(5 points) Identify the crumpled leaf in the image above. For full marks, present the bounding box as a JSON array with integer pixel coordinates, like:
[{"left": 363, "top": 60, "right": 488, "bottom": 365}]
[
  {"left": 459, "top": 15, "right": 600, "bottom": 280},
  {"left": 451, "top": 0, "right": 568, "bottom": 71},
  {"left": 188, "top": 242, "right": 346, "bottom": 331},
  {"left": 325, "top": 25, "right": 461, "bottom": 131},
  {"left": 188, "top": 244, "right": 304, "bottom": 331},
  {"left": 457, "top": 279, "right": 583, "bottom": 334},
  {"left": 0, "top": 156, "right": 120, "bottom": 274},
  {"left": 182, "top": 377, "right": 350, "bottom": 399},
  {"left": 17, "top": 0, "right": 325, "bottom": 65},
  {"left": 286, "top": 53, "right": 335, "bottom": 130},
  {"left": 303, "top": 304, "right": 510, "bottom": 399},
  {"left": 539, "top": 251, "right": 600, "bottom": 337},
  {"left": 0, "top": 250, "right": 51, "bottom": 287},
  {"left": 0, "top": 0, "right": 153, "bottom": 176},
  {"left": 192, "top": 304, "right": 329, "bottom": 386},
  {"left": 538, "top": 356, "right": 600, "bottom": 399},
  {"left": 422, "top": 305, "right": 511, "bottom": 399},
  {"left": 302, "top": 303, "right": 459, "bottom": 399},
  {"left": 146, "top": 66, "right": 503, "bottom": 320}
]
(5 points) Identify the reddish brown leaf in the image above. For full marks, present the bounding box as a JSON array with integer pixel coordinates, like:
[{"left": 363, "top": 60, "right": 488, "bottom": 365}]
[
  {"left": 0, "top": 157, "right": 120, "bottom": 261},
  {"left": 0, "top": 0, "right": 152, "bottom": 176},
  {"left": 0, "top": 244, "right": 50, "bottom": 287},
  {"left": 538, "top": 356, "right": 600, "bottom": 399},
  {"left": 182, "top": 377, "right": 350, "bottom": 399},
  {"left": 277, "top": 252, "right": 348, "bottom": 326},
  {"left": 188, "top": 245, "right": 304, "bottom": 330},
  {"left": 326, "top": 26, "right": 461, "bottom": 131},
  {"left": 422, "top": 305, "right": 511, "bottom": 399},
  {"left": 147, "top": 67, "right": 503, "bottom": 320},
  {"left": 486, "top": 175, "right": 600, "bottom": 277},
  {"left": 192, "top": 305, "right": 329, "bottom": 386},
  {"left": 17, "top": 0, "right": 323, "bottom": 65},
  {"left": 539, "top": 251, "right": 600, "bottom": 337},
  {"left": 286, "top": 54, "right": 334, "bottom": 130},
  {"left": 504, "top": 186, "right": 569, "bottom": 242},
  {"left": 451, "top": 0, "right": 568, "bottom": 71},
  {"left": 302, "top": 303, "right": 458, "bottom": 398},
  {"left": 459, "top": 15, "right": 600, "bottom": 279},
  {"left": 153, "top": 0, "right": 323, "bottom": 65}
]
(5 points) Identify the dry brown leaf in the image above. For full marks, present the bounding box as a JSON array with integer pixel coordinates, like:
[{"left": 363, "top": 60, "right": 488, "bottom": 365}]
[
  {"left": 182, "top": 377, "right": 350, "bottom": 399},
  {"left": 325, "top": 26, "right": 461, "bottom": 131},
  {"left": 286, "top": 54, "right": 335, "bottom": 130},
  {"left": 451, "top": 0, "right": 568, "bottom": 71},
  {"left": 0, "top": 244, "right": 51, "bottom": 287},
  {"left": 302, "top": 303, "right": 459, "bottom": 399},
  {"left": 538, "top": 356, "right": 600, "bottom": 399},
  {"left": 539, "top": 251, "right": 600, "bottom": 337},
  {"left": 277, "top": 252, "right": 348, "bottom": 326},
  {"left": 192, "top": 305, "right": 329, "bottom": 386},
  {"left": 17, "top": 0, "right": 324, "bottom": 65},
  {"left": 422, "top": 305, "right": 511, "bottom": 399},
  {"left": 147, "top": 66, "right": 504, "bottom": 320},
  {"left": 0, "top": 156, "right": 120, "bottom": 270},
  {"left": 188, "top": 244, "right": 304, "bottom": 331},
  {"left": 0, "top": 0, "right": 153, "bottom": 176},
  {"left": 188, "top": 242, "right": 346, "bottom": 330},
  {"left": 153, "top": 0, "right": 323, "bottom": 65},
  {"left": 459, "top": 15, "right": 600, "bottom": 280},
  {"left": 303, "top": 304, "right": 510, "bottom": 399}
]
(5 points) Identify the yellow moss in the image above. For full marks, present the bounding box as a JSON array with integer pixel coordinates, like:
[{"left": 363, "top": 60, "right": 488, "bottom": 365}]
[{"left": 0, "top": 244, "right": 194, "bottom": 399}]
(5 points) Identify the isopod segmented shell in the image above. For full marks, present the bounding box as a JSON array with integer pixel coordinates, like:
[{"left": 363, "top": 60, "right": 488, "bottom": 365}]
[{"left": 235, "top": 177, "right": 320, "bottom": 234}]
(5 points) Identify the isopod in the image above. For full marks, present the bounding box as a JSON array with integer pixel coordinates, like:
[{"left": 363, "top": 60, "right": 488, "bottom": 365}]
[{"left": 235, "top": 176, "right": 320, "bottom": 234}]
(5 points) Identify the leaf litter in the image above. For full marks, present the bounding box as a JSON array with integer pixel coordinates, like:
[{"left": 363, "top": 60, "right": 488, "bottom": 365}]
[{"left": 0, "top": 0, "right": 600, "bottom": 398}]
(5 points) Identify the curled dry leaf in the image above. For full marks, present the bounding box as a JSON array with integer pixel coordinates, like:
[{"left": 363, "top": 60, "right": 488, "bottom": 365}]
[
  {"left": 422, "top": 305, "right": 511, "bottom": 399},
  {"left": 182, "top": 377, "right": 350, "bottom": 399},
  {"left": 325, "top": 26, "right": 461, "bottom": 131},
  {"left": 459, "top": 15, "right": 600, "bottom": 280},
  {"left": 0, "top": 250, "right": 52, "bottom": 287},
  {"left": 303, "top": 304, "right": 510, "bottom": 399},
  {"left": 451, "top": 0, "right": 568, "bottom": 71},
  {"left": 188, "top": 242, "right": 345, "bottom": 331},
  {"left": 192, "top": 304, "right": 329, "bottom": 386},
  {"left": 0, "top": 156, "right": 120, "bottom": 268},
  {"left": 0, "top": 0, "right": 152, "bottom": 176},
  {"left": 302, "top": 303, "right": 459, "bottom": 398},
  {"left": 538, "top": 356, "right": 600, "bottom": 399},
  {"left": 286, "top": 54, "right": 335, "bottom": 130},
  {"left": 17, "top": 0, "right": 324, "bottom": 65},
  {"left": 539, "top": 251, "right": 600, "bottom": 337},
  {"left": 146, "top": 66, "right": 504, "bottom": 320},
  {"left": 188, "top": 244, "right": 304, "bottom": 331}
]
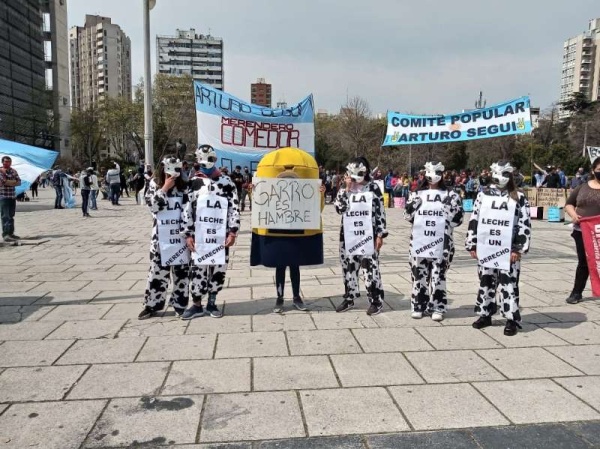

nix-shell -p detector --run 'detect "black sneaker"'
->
[292,296,308,312]
[504,320,521,337]
[473,316,492,329]
[206,301,223,318]
[138,307,154,320]
[273,298,283,313]
[567,293,583,304]
[335,299,354,312]
[367,302,383,315]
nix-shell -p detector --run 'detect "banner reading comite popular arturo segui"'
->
[194,81,315,171]
[383,97,531,146]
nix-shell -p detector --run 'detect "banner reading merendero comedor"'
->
[383,97,532,146]
[194,81,315,171]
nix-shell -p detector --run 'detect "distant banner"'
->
[579,215,600,297]
[194,81,315,172]
[382,97,532,146]
[0,139,58,195]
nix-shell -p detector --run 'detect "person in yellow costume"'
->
[250,148,325,313]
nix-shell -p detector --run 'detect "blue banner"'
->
[382,97,532,146]
[194,81,315,172]
[0,139,58,195]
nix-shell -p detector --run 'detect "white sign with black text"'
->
[343,192,375,256]
[410,190,448,260]
[194,193,228,265]
[156,197,190,267]
[477,195,517,270]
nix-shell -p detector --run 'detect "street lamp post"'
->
[143,0,156,167]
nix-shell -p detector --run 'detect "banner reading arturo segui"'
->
[579,215,600,296]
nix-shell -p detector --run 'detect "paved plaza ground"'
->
[0,189,600,449]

++++++++++++++++++++

REQUIREMENT: Please copy the data again, starting at the line that has "sign with black" and continuing through the last line, with "street lamp post" replaced by "lamp post" and nothing else changed.

EXERCISE OUTPUT:
nix-shell -p detector --run 'detect "white sign with black text"'
->
[343,192,375,256]
[410,190,448,260]
[194,193,228,265]
[156,197,190,267]
[477,195,517,270]
nix-shell -p detector --run 'detect "lamp post"'
->
[143,0,156,167]
nix-shell -p detector --run 'detect "banner reading arturo segui"'
->
[579,215,600,296]
nix-shell -p detector --run 'detect "paved plaza ground"'
->
[0,189,600,449]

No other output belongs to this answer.